*Your goal*.
State how many lines in the listing below contain the string "front". Give only the number.

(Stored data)
━━━━━━━━━━
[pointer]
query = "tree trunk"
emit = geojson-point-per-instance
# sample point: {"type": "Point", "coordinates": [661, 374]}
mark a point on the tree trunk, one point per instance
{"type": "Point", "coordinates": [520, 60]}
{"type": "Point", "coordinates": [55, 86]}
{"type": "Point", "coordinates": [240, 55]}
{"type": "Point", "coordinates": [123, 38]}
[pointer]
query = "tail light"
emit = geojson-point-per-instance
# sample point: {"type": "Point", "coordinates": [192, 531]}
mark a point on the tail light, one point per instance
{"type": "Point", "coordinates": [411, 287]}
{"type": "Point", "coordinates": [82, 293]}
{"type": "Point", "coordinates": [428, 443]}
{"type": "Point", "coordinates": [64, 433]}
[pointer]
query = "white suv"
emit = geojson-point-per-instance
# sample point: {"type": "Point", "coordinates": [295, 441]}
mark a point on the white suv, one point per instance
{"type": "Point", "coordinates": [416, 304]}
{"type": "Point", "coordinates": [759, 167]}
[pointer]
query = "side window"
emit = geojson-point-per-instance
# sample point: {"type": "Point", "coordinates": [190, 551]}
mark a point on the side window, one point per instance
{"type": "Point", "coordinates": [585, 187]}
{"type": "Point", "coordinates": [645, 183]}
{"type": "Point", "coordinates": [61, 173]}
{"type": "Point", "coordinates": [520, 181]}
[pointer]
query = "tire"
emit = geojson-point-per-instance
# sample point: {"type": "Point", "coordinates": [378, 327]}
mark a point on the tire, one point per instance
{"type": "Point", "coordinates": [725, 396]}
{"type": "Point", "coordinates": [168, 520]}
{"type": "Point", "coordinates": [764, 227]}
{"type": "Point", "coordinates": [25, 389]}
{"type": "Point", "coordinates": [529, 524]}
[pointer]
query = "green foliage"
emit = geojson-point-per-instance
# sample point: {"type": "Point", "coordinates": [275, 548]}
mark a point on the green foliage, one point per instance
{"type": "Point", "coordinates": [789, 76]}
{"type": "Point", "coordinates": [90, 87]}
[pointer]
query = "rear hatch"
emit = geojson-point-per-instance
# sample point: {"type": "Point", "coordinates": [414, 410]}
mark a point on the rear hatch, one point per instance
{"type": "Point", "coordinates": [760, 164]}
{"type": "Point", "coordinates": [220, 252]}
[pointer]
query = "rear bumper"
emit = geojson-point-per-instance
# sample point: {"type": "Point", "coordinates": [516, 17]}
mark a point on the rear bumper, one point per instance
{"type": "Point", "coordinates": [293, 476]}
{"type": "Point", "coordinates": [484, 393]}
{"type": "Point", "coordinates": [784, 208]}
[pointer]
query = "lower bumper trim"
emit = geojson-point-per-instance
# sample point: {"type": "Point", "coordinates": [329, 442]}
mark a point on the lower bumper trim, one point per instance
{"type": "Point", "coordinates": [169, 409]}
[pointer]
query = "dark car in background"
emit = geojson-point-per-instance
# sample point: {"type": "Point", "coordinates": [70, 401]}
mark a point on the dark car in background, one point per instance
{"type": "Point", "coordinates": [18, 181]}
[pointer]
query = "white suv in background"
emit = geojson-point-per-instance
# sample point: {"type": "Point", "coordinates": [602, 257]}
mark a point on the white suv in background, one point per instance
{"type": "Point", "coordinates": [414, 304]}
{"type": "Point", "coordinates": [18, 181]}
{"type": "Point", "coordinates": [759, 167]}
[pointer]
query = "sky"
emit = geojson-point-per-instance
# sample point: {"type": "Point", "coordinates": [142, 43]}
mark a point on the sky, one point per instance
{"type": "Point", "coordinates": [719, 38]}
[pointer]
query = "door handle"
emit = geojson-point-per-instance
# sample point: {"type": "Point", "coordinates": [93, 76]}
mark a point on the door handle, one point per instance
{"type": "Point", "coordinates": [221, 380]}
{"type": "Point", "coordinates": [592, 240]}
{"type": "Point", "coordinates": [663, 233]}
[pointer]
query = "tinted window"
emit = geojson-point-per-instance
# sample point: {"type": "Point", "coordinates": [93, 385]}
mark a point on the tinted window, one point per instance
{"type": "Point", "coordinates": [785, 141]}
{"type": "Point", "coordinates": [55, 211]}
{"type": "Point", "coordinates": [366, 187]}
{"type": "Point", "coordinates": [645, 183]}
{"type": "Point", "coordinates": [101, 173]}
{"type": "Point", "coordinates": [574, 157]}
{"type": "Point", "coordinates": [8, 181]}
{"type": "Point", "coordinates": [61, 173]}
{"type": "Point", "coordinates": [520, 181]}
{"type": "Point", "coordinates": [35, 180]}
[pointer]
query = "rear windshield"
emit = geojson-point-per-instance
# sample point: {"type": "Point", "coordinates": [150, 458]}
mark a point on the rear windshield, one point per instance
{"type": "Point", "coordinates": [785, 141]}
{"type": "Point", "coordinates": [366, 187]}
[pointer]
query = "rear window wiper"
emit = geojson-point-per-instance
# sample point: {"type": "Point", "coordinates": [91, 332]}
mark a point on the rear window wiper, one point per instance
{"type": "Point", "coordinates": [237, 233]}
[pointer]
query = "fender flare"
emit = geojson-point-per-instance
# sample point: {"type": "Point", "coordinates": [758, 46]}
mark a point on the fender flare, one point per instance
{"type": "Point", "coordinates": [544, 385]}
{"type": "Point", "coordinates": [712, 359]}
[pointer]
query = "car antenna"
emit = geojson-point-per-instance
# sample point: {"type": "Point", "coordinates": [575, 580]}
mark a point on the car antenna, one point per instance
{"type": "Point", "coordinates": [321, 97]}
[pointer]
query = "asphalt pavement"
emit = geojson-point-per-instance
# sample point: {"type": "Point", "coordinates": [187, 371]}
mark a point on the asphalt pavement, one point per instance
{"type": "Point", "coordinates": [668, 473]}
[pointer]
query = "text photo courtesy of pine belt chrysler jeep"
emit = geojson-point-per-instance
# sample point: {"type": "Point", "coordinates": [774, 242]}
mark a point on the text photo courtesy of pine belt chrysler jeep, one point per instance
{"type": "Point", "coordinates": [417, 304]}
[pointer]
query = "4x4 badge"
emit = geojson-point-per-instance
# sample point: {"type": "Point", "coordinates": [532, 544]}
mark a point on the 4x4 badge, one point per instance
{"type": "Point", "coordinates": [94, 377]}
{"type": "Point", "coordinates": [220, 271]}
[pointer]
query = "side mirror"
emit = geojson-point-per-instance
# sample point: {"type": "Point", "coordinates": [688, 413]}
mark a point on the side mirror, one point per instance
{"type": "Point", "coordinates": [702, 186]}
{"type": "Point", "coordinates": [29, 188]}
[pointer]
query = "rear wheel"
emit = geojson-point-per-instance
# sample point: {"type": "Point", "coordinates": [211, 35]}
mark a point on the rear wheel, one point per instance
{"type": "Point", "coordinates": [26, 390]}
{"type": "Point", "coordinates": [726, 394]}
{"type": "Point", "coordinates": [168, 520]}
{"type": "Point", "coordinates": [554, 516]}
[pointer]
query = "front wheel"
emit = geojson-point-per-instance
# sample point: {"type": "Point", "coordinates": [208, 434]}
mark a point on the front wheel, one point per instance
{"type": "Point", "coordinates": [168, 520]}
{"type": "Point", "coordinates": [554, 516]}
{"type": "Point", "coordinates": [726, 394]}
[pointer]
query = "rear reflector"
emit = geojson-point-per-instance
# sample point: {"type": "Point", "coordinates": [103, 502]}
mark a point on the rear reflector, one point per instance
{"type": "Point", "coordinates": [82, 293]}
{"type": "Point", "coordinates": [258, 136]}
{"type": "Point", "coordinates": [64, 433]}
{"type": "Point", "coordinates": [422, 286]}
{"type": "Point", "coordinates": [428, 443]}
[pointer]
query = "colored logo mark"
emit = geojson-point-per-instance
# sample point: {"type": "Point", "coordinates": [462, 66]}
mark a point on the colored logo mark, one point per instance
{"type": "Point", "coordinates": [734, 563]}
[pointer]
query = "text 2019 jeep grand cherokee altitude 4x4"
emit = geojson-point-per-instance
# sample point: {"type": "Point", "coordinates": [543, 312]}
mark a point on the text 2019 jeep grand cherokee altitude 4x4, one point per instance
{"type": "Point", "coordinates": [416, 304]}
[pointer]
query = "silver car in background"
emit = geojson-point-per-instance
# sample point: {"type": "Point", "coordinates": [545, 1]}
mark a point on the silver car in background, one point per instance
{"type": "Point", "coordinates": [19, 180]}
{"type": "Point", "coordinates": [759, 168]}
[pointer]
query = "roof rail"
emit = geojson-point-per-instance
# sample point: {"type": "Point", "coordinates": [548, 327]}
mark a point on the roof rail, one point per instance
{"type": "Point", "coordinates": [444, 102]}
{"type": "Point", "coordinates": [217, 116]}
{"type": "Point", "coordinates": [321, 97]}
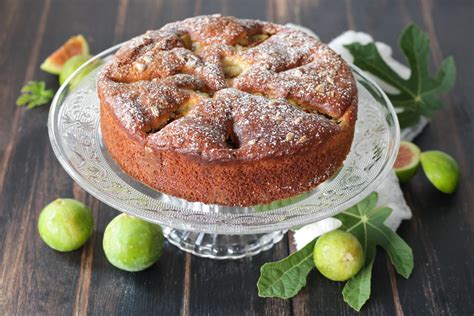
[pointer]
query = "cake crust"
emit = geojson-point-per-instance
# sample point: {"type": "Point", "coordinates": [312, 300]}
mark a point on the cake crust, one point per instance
{"type": "Point", "coordinates": [228, 111]}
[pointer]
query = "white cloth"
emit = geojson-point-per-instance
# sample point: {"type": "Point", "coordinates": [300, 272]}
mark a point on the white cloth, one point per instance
{"type": "Point", "coordinates": [389, 191]}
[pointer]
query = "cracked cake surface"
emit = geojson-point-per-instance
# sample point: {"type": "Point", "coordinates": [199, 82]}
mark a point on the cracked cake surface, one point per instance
{"type": "Point", "coordinates": [228, 111]}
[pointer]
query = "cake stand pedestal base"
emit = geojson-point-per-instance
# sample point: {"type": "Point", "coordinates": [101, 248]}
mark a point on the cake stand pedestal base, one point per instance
{"type": "Point", "coordinates": [222, 246]}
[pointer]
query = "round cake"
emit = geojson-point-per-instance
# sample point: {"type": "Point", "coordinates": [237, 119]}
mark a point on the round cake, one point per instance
{"type": "Point", "coordinates": [228, 111]}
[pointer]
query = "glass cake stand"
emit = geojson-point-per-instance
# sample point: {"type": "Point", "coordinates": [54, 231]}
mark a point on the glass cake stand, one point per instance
{"type": "Point", "coordinates": [216, 231]}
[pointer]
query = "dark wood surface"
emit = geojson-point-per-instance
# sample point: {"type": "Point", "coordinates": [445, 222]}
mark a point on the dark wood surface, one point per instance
{"type": "Point", "coordinates": [37, 280]}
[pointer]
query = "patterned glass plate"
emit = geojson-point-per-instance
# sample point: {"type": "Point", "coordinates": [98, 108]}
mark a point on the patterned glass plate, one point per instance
{"type": "Point", "coordinates": [76, 140]}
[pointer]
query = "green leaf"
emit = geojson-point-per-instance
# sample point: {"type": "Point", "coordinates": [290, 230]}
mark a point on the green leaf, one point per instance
{"type": "Point", "coordinates": [285, 278]}
{"type": "Point", "coordinates": [366, 223]}
{"type": "Point", "coordinates": [34, 94]}
{"type": "Point", "coordinates": [420, 94]}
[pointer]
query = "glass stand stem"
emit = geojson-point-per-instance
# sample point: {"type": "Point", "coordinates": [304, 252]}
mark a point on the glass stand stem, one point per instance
{"type": "Point", "coordinates": [222, 246]}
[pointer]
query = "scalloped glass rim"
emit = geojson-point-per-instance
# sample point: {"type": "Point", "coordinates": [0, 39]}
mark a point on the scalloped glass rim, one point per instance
{"type": "Point", "coordinates": [102, 178]}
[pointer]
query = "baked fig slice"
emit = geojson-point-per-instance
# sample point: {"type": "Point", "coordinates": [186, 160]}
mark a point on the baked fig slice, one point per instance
{"type": "Point", "coordinates": [75, 45]}
{"type": "Point", "coordinates": [407, 162]}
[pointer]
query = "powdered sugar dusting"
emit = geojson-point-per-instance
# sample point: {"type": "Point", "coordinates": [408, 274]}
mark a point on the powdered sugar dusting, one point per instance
{"type": "Point", "coordinates": [225, 88]}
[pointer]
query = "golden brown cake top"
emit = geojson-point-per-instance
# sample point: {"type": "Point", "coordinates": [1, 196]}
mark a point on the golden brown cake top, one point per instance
{"type": "Point", "coordinates": [226, 88]}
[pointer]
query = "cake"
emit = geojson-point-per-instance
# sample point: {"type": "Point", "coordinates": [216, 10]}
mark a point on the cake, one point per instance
{"type": "Point", "coordinates": [227, 111]}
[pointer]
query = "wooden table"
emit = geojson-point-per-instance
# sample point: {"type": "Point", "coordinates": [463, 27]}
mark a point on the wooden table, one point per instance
{"type": "Point", "coordinates": [37, 280]}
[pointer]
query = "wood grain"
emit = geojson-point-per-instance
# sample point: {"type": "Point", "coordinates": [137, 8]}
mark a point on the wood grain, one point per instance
{"type": "Point", "coordinates": [37, 280]}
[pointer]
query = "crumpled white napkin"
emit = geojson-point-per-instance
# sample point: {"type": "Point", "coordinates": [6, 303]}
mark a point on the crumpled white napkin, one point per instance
{"type": "Point", "coordinates": [389, 191]}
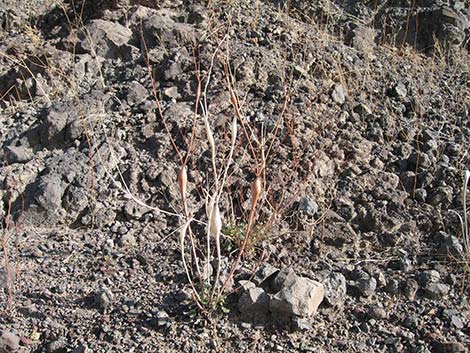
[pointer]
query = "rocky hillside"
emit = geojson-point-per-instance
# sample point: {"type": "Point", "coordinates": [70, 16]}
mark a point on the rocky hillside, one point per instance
{"type": "Point", "coordinates": [352, 117]}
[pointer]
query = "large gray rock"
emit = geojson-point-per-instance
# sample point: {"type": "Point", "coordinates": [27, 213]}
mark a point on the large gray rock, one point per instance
{"type": "Point", "coordinates": [299, 296]}
{"type": "Point", "coordinates": [106, 39]}
{"type": "Point", "coordinates": [9, 342]}
{"type": "Point", "coordinates": [160, 29]}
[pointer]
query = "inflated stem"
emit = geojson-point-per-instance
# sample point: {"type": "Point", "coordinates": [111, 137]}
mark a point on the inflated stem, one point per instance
{"type": "Point", "coordinates": [183, 232]}
{"type": "Point", "coordinates": [215, 229]}
{"type": "Point", "coordinates": [183, 181]}
{"type": "Point", "coordinates": [466, 234]}
{"type": "Point", "coordinates": [256, 190]}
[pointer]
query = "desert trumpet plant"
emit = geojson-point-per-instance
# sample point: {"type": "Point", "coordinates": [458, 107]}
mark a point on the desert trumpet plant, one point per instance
{"type": "Point", "coordinates": [464, 219]}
━━━━━━━━━━
*Exercise result*.
2